▶ EXERCISE INSTRUCTIONS:
Copy out all the data, word for word.

Collected data:
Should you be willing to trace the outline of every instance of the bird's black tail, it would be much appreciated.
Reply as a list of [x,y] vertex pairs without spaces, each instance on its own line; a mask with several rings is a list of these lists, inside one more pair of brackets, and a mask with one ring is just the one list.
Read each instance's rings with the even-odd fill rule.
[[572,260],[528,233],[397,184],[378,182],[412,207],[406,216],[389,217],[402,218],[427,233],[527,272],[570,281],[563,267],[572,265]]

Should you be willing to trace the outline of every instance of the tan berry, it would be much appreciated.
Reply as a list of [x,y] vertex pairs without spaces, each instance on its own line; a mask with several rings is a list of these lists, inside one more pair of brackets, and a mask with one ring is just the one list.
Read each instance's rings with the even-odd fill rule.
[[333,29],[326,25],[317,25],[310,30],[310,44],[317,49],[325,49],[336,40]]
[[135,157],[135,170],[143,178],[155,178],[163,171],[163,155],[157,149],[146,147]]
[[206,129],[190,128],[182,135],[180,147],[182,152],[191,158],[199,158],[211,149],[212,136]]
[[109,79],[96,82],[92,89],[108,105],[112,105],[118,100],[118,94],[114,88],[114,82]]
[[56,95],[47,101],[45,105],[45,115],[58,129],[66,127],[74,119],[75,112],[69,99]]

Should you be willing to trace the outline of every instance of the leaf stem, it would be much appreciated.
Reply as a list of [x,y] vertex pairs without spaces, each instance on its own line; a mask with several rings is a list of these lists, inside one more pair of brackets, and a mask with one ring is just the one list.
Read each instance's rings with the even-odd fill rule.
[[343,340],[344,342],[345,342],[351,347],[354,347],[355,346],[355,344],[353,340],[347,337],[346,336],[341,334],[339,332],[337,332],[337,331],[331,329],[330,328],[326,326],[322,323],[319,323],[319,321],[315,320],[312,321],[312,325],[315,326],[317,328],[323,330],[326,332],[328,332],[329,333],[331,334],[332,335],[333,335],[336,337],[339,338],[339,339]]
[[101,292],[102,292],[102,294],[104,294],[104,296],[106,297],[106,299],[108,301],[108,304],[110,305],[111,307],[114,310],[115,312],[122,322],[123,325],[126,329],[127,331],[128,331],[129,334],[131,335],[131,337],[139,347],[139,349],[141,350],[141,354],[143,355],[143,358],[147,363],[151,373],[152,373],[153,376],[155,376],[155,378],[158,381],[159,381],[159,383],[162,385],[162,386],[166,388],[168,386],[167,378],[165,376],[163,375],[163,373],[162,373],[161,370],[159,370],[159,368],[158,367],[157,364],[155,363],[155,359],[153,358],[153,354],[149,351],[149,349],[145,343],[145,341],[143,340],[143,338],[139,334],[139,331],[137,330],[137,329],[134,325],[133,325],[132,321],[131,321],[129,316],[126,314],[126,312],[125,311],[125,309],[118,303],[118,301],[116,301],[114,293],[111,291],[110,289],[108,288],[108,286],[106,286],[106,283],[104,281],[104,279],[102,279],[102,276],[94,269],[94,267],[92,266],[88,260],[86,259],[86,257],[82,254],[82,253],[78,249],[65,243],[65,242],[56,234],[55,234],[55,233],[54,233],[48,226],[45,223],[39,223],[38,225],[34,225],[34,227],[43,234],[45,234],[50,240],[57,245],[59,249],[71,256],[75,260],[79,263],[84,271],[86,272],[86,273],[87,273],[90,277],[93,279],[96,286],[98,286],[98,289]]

▶ ANSWER TO THIS TASK:
Should you be willing to trace the outline of every instance of the bird's black tail, it would be much appreciated.
Reply as a list of [x,y] vertex pairs without spaces, each instance on its own line; a mask with several rings is a list of these lists, inside one more pair of brackets, and a mask with one ring is just the one list.
Read each instance's rings with the even-odd fill rule.
[[572,260],[528,233],[397,184],[378,182],[412,207],[406,216],[389,217],[402,218],[427,233],[527,272],[570,281],[563,267],[572,265]]

Should you be willing to trace the outline of every instance of the tan berry, it would be much appreciated.
Reply as a list of [x,y] vertex pairs without spaces, each instance on its own line; a mask with several rings is a list of these lists, inside one more pair of brackets, and a mask with one ring is just the one list.
Read each instance's rings with the even-odd fill rule.
[[333,29],[326,25],[317,25],[310,30],[310,44],[317,49],[325,49],[336,40]]
[[135,157],[135,170],[143,178],[155,178],[163,171],[163,155],[157,149],[146,147]]
[[206,129],[190,128],[182,135],[180,147],[182,152],[191,158],[199,158],[211,149],[212,136]]
[[109,79],[96,82],[92,89],[108,105],[112,105],[118,100],[118,94],[114,88],[114,82]]
[[56,95],[47,101],[45,105],[45,115],[58,129],[66,127],[74,119],[75,112],[69,99]]

Should you be willing to trace the outline of every instance of the leaf stem, it would be much appreciated.
Reply as a list of [x,y] vertex pairs without spaces, each instance on its own line; a mask with several rings is a list of these lists, inside one more pair of brackets, and a mask with one ring is just the one list.
Read each instance's rings with the even-odd fill rule.
[[343,340],[344,342],[345,342],[351,347],[354,347],[355,346],[355,344],[353,340],[347,337],[346,336],[341,334],[339,332],[337,332],[337,331],[331,329],[330,328],[326,326],[322,323],[319,323],[319,321],[315,320],[312,321],[312,325],[315,326],[317,328],[323,330],[326,332],[328,332],[329,333],[331,334],[332,335],[333,335],[336,337],[339,338],[339,339]]
[[101,292],[102,292],[102,294],[104,294],[104,296],[106,297],[106,299],[108,301],[108,304],[110,305],[111,307],[114,310],[115,312],[122,322],[123,325],[126,329],[127,331],[128,331],[129,334],[131,335],[131,337],[139,347],[139,349],[141,350],[141,354],[143,355],[143,358],[147,363],[151,373],[152,373],[153,376],[155,376],[155,378],[158,381],[159,381],[159,383],[162,385],[162,386],[166,388],[168,386],[167,378],[165,376],[163,375],[163,373],[162,373],[161,370],[159,370],[159,368],[158,367],[157,364],[155,363],[155,359],[153,358],[153,354],[149,351],[149,349],[145,343],[145,341],[143,340],[143,338],[139,334],[139,331],[137,330],[137,329],[134,325],[133,325],[132,321],[131,321],[129,316],[126,314],[126,312],[125,311],[125,309],[118,303],[118,301],[116,301],[114,293],[111,291],[110,289],[108,288],[108,286],[106,286],[106,283],[104,281],[104,279],[102,279],[102,276],[94,269],[94,267],[92,266],[88,260],[86,259],[86,257],[82,254],[82,253],[78,249],[65,243],[65,242],[56,234],[55,234],[55,233],[54,233],[48,226],[45,223],[39,223],[38,225],[34,225],[34,227],[43,234],[45,234],[50,240],[57,245],[59,249],[71,256],[75,260],[79,263],[84,271],[86,272],[86,273],[87,273],[90,277],[93,279],[96,286],[98,286],[98,289]]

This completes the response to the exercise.